[Start of section]

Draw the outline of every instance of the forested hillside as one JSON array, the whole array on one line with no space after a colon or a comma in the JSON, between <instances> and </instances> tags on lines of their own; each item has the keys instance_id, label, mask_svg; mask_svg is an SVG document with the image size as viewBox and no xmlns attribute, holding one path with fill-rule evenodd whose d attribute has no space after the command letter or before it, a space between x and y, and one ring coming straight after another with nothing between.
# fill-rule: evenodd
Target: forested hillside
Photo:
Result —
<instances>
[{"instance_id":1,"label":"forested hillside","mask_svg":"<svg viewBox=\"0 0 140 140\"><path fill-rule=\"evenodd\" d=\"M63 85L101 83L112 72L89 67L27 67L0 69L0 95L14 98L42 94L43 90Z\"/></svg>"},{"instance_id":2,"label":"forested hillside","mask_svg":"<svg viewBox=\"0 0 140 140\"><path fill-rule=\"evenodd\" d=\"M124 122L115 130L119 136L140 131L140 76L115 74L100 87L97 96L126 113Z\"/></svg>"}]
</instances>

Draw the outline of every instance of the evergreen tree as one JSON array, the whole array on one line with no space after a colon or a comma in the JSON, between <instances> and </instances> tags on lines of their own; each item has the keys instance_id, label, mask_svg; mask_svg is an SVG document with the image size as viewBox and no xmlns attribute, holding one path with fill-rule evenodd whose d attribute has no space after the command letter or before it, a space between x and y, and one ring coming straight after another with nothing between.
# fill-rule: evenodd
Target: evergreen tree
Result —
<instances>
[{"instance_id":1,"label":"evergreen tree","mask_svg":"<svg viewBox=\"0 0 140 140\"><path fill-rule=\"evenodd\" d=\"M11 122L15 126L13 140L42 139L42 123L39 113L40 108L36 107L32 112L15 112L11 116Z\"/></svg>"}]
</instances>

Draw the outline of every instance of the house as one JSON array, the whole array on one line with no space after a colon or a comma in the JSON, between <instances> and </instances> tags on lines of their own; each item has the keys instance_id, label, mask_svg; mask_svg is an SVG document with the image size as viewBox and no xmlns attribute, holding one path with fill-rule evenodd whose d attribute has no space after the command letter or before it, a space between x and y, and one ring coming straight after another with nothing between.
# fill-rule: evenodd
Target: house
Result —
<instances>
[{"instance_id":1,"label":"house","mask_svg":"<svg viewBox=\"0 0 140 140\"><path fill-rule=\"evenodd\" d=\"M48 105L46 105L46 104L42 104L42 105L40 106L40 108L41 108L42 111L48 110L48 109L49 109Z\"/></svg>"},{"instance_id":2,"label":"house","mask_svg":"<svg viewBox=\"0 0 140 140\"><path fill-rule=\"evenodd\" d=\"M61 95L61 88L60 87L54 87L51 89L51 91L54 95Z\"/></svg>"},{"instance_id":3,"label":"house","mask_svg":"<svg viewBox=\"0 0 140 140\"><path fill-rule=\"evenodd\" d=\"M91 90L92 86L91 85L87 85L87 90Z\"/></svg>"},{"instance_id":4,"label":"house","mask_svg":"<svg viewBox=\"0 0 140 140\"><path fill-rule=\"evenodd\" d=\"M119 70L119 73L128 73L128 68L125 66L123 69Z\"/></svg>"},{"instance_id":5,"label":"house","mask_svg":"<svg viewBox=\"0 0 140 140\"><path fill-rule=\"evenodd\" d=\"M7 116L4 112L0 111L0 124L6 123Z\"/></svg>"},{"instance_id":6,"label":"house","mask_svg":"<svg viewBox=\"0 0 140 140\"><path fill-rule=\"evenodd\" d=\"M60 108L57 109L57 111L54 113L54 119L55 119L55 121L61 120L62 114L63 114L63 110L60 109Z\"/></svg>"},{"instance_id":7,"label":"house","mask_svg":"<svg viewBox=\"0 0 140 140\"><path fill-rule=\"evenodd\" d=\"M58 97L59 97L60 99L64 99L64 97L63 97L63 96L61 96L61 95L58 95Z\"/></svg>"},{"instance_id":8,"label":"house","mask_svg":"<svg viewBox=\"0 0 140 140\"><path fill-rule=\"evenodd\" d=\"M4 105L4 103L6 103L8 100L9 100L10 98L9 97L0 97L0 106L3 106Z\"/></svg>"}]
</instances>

[End of section]

**The problem**
The full listing above needs to be output exactly.

**Answer to this task**
Draw the outline of every instance of the forested hillside as one JSON array, the whole array on one line with no space after a colon or a comma in the JSON, between <instances> and </instances> tags on lines of their own; each item has the keys instance_id, label, mask_svg; mask_svg is an SVG document with the image size as viewBox and no xmlns attribute, holding one path with fill-rule evenodd whose d attribute has no space after the command letter or before it, a space between x and y, and one ring coming straight after another with nothing between.
# fill-rule: evenodd
Target: forested hillside
Photo:
Result —
<instances>
[{"instance_id":1,"label":"forested hillside","mask_svg":"<svg viewBox=\"0 0 140 140\"><path fill-rule=\"evenodd\" d=\"M63 85L101 83L112 72L89 67L27 67L0 69L0 95L14 98L42 94L43 90Z\"/></svg>"},{"instance_id":2,"label":"forested hillside","mask_svg":"<svg viewBox=\"0 0 140 140\"><path fill-rule=\"evenodd\" d=\"M124 122L115 130L119 136L140 131L140 76L115 74L100 87L97 96L126 113Z\"/></svg>"}]
</instances>

Draw the outline of every instance of the evergreen tree as one JSON array, the whole array on one line with no space after a colon or a comma in the JSON, between <instances> and </instances> tags on lines of their own; each item has the keys instance_id, label, mask_svg; mask_svg is an SVG document with the image size as viewBox and no xmlns attribute, holding one path with fill-rule evenodd whose d attribute has no space after the command letter or before it, a space between x and y, and one ring coming straight after another with nothing between.
# fill-rule: evenodd
Target: evergreen tree
Result —
<instances>
[{"instance_id":1,"label":"evergreen tree","mask_svg":"<svg viewBox=\"0 0 140 140\"><path fill-rule=\"evenodd\" d=\"M11 122L15 126L13 140L42 139L42 123L39 113L40 108L36 107L32 112L15 112L11 116Z\"/></svg>"}]
</instances>

Draw the outline of every instance of the house as one JSON array, the whole array on one line with no space after a colon or a comma in the JSON, between <instances> and </instances> tags on lines of their own; each item has the keys instance_id, label, mask_svg; mask_svg is an SVG document with the image size as viewBox and no xmlns attribute, holding one path with fill-rule evenodd whose d attribute has no space after the command letter or before it, a space between x and y, and one ring coming straight after another with nothing between.
# fill-rule: evenodd
Target: house
Result —
<instances>
[{"instance_id":1,"label":"house","mask_svg":"<svg viewBox=\"0 0 140 140\"><path fill-rule=\"evenodd\" d=\"M48 105L46 105L46 104L42 104L42 105L40 106L40 108L41 108L42 111L48 110L48 109L49 109Z\"/></svg>"},{"instance_id":2,"label":"house","mask_svg":"<svg viewBox=\"0 0 140 140\"><path fill-rule=\"evenodd\" d=\"M61 95L61 88L60 87L54 87L51 89L51 91L54 95Z\"/></svg>"},{"instance_id":3,"label":"house","mask_svg":"<svg viewBox=\"0 0 140 140\"><path fill-rule=\"evenodd\" d=\"M91 90L92 86L91 85L87 85L87 90Z\"/></svg>"},{"instance_id":4,"label":"house","mask_svg":"<svg viewBox=\"0 0 140 140\"><path fill-rule=\"evenodd\" d=\"M119 70L119 73L128 73L128 68L125 66L123 69Z\"/></svg>"},{"instance_id":5,"label":"house","mask_svg":"<svg viewBox=\"0 0 140 140\"><path fill-rule=\"evenodd\" d=\"M7 116L4 112L0 111L0 124L6 123Z\"/></svg>"},{"instance_id":6,"label":"house","mask_svg":"<svg viewBox=\"0 0 140 140\"><path fill-rule=\"evenodd\" d=\"M60 108L57 109L57 111L54 113L54 119L55 119L55 121L61 120L62 114L63 114L63 110L60 109Z\"/></svg>"},{"instance_id":7,"label":"house","mask_svg":"<svg viewBox=\"0 0 140 140\"><path fill-rule=\"evenodd\" d=\"M58 97L59 97L60 99L64 99L64 97L63 97L63 96L61 96L61 95L58 95Z\"/></svg>"},{"instance_id":8,"label":"house","mask_svg":"<svg viewBox=\"0 0 140 140\"><path fill-rule=\"evenodd\" d=\"M4 105L4 103L6 103L8 100L9 100L10 98L9 97L0 97L0 106L3 106Z\"/></svg>"}]
</instances>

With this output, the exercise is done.